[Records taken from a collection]
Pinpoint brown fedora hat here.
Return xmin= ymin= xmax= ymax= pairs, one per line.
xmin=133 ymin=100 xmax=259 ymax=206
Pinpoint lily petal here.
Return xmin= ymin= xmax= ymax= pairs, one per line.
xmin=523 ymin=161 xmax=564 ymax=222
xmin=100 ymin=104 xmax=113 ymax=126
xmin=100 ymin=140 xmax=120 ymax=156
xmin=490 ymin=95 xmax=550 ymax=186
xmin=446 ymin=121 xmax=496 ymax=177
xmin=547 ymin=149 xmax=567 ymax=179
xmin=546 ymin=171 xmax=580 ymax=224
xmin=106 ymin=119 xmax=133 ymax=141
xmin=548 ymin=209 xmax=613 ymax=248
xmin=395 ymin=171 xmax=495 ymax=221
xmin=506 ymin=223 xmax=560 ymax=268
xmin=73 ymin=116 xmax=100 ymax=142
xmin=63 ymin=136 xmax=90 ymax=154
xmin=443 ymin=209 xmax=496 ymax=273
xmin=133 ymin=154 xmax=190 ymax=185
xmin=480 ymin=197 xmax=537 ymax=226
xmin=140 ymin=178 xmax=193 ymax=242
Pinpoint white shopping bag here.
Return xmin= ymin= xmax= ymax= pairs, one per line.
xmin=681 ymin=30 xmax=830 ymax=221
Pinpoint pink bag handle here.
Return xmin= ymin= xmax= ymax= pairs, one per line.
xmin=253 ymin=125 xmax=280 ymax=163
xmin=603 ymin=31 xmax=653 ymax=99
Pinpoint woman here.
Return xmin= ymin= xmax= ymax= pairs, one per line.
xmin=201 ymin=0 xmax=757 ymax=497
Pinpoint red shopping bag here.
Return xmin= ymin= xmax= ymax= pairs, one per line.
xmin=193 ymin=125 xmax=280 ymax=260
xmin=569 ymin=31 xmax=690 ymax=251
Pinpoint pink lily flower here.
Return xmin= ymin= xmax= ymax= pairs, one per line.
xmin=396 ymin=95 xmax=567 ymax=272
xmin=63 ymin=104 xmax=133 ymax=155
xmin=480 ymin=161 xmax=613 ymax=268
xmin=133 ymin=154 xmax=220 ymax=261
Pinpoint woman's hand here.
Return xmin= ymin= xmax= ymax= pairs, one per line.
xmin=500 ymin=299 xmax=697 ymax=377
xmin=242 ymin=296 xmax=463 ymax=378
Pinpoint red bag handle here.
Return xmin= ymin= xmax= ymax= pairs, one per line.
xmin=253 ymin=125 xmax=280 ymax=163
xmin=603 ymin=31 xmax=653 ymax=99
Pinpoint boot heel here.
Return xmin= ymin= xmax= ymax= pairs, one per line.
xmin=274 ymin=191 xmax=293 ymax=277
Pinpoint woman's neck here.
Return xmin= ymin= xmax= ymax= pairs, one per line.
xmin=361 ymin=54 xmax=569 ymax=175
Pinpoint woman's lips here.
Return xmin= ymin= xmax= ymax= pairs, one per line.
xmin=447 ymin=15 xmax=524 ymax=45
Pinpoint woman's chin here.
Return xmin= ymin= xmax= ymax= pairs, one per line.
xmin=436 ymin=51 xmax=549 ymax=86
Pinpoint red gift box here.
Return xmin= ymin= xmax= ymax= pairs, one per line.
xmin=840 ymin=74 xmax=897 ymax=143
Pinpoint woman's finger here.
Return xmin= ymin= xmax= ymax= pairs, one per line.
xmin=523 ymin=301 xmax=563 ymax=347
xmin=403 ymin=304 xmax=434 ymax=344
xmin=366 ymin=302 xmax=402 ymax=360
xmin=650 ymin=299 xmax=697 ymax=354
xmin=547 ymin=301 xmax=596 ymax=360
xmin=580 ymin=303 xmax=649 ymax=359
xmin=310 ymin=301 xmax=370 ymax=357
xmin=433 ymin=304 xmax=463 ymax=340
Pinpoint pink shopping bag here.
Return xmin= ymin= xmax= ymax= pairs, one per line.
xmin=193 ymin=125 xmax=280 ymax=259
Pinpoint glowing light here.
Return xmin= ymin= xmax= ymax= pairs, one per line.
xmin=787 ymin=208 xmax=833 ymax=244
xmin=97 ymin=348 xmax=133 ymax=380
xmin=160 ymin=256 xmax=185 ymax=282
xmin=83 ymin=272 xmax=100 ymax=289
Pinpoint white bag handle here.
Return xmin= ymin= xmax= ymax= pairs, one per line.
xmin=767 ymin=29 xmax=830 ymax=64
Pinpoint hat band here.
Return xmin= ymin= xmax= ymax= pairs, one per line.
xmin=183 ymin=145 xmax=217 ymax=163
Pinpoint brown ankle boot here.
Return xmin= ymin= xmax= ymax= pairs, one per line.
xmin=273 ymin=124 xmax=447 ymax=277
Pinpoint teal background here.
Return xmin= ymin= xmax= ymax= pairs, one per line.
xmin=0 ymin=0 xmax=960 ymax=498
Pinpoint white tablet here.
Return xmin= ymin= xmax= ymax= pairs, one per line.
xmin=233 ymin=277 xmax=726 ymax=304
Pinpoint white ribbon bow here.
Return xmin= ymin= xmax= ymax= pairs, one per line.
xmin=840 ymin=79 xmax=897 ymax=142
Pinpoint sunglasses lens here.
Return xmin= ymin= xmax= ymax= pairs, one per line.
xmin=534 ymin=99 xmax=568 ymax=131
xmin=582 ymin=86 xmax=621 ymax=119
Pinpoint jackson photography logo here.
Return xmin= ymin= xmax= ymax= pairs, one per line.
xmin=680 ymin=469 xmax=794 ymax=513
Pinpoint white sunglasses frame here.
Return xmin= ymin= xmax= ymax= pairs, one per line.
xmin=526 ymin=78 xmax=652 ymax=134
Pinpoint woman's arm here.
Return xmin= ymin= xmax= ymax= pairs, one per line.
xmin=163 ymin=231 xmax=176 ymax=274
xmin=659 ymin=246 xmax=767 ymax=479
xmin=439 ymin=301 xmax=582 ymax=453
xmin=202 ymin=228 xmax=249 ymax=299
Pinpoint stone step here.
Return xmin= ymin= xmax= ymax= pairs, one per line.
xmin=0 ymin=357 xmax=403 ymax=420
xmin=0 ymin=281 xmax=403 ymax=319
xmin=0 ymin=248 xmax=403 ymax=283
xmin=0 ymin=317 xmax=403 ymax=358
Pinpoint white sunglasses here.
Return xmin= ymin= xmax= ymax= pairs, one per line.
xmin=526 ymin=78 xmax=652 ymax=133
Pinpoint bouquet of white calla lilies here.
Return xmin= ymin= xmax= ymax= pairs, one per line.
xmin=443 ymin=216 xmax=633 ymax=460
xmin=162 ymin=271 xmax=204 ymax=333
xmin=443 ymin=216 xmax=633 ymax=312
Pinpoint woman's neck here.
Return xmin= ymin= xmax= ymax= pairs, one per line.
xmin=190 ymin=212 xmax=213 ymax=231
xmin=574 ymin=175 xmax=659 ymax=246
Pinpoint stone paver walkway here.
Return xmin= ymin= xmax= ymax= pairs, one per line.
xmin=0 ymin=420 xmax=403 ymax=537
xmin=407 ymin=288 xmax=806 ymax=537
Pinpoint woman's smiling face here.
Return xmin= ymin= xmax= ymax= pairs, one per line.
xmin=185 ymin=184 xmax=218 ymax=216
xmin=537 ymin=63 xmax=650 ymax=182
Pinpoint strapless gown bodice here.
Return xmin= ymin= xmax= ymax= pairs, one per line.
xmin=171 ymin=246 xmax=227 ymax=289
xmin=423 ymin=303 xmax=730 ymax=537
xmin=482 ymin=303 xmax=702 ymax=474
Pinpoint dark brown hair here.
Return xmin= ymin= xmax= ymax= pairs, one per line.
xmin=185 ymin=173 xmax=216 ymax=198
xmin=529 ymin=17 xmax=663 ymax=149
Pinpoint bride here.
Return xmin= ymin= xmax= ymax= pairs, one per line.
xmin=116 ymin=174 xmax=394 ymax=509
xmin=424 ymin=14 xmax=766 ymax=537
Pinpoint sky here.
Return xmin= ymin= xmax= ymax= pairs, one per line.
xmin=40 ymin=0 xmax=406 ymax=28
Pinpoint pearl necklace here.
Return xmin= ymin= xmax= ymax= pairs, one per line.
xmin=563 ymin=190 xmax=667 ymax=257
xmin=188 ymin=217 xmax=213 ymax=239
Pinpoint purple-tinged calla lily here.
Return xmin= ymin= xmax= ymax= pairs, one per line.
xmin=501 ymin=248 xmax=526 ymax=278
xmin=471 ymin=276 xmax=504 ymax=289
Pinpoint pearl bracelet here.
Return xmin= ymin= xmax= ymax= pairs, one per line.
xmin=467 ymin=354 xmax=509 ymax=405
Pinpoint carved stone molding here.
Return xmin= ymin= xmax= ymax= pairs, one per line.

EXERCISE DESCRIPTION: Rewrite the lines starting with the one containing "Pinpoint hat band here." and ending with the one containing "xmin=526 ymin=78 xmax=652 ymax=133", putting "eyeglasses" wherever "sunglasses" appears and keeping everything else the same.

FINISHED EXERCISE:
Pinpoint hat band here.
Return xmin= ymin= xmax= ymax= pairs, one per line.
xmin=183 ymin=145 xmax=217 ymax=163
Pinpoint brown ankle boot here.
Return xmin= ymin= xmax= ymax= pairs, one per line.
xmin=273 ymin=124 xmax=447 ymax=277
Pinpoint teal background here.
Return xmin= ymin= xmax= ymax= pairs, one per line.
xmin=0 ymin=0 xmax=960 ymax=498
Pinpoint white tablet here.
Return xmin= ymin= xmax= ymax= pairs, one per line.
xmin=233 ymin=277 xmax=726 ymax=304
Pinpoint white ribbon bow here.
Return xmin= ymin= xmax= ymax= pairs, one per line.
xmin=840 ymin=79 xmax=897 ymax=142
Pinpoint eyeglasses lens here.
Return xmin= ymin= xmax= ymax= pairs, one per line.
xmin=534 ymin=99 xmax=568 ymax=131
xmin=582 ymin=86 xmax=621 ymax=119
Pinpoint jackson photography logo here.
Return xmin= ymin= xmax= ymax= pairs, one per line.
xmin=680 ymin=469 xmax=794 ymax=513
Pinpoint white eyeglasses frame here.
Return xmin= ymin= xmax= ymax= pairs, one per line.
xmin=526 ymin=78 xmax=652 ymax=134
Pinpoint woman's arm here.
Return xmin= ymin= xmax= ymax= pairs, one per line.
xmin=163 ymin=231 xmax=176 ymax=274
xmin=659 ymin=246 xmax=767 ymax=479
xmin=439 ymin=301 xmax=582 ymax=453
xmin=202 ymin=228 xmax=249 ymax=299
Pinpoint stone step here.
Return xmin= ymin= xmax= ymax= pairs, one per line.
xmin=0 ymin=357 xmax=403 ymax=420
xmin=0 ymin=281 xmax=403 ymax=319
xmin=0 ymin=248 xmax=403 ymax=283
xmin=0 ymin=317 xmax=403 ymax=358
Pinpoint white eyeglasses here.
Return xmin= ymin= xmax= ymax= pairs, one per line.
xmin=526 ymin=78 xmax=652 ymax=133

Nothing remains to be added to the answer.